Exercise A >> Reproduce the lines of the data entries below, from the line containing "the green algae" down through the last line of the entries, keeping every line as it stands.

Text extract >>
For this purpose, I use an almost six year old Dell with a WinXP Pro
installation (OEM) loaded with the specific apps I need.
Vmware Fusion and/or Parallels seem like my answer. Both have a
migration tool to convert a Windows physical machine to a virtual
machine. I thought I was all set to make the big leap.
Now reading various information and the trouble some are having I am
not certain of what works and what doesn't.
Appreciate if anyone can answer these questions:
Will I be able to migrate this Dell machine to a VM on a mac?
Will I be able to activate the VM with Microsoft (even though its a
OEM licence for XP)?
Not knowing which is better, will I be able to do this separately in
both Fusion and Parallels? Run both on same mac while I decide which I
like more or less?
TIA
> I am getting seduced by Apple and seriously considering switching to
> mac. However, I must almost daily run some Window apps.

Exercise B >> Say whether each statement agrees with the post about switching to a Mac, answering yes or no and quoting the deciding words: (i) The Dell runs Windows XP Pro. (ii) The writer has already settled on Parallels over Fusion. (iii) The writer needs to run some Windows apps almost every day.

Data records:
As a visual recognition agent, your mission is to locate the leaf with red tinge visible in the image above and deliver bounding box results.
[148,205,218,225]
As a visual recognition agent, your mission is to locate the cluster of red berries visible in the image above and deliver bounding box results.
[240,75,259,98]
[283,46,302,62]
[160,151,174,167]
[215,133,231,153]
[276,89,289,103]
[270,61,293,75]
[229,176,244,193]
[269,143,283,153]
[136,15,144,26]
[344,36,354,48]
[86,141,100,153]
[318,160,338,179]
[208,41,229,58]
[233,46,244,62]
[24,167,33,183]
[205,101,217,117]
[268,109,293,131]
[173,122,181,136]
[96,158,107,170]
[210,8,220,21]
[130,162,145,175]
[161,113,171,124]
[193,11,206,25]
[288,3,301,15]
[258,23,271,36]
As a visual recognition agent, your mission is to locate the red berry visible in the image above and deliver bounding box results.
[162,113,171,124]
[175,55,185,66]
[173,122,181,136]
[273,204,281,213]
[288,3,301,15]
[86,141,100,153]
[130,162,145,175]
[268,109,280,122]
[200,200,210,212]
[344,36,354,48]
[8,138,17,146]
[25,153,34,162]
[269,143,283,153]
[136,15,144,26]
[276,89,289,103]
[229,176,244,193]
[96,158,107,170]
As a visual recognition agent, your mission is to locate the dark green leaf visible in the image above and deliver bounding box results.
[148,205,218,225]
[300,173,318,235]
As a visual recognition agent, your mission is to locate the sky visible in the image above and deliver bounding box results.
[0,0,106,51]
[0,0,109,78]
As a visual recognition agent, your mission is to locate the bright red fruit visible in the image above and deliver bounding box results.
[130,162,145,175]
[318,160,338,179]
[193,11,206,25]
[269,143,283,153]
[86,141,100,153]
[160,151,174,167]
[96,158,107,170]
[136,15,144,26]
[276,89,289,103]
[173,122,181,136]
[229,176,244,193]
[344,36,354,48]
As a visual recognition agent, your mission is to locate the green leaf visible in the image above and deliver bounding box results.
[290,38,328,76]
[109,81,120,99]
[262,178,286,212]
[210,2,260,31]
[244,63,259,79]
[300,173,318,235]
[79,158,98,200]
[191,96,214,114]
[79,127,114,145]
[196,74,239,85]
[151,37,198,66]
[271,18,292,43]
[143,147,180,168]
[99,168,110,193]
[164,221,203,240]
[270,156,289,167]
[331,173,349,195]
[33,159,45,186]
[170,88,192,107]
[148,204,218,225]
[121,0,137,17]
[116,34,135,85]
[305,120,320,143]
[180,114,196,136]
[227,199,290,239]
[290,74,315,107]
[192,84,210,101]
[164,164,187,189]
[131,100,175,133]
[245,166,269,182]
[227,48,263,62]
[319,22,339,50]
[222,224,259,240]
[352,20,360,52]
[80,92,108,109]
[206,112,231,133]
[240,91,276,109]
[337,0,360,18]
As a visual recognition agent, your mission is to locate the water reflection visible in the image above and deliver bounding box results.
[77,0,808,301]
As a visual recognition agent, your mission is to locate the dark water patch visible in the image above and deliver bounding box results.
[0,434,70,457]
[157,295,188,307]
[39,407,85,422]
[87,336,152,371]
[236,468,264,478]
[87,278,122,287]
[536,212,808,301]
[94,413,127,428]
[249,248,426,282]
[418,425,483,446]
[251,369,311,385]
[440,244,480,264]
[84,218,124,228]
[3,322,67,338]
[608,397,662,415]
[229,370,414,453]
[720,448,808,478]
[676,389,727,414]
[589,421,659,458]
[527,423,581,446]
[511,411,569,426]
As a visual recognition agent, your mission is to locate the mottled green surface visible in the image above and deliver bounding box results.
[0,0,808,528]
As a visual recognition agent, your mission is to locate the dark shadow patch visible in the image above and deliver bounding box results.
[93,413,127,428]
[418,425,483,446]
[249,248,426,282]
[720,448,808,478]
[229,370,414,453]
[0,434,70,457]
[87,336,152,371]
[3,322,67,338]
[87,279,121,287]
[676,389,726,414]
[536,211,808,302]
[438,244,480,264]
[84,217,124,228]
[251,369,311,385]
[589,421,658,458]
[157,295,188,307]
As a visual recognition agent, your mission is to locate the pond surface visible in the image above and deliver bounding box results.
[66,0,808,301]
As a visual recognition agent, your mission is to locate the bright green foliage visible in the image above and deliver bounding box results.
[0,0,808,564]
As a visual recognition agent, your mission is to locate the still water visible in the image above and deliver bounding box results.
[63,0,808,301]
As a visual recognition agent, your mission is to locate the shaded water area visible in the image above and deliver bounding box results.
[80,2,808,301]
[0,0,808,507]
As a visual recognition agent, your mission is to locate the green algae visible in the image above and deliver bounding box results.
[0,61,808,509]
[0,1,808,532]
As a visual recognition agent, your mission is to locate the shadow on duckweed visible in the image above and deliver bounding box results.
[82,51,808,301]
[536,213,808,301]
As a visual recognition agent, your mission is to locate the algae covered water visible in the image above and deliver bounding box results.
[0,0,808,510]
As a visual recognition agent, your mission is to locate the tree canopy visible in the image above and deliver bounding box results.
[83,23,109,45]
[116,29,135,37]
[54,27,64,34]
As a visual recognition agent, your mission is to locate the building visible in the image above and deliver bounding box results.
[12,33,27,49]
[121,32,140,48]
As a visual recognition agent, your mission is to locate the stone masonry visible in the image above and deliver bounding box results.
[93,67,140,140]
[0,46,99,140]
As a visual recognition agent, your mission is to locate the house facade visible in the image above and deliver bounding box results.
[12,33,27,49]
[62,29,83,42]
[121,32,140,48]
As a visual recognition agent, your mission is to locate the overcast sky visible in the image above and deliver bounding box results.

Expected output A >>
As a visual recognition agent, your mission is to locate the green algae visible in the image above and deliver bounding box results.
[0,61,808,509]
[0,1,808,532]
As a visual recognition agent, your mission is to locate the shadow on duckweed visible in the image above and deliver bounding box results.
[82,51,808,301]
[536,213,808,301]
As a visual recognition agent, your mission is to locate the algae covered water visible in the image above and deliver bounding box results.
[0,0,808,510]
As a visual recognition agent, your mission is to locate the tree canopy visible in the image above and deliver bounding box results.
[83,23,109,45]
[116,29,135,37]
[54,27,64,34]
As a visual recognition agent, your mission is to locate the building visible in the image above and deliver bounding box results.
[12,33,27,49]
[121,32,140,48]
As a visual recognition agent, your mission is to locate the stone masonry visible in the image above and deliver bounding box results.
[93,67,140,140]
[0,46,99,140]
As a visual recognition agent, your mission is to locate the house facade visible in the image above and deliver bounding box results.
[12,33,27,49]
[62,29,83,42]
[121,32,140,48]
As a visual recognition agent, your mission is to locate the overcast sky visible in the image above and deliver bounding box results.

Expected output B >>
(i) Yes: "an almost six year old Dell with a WinXP Pro installation (OEM)"
(ii) No: "Not knowing which is better"
(iii) Yes: "I must almost daily run some Window apps."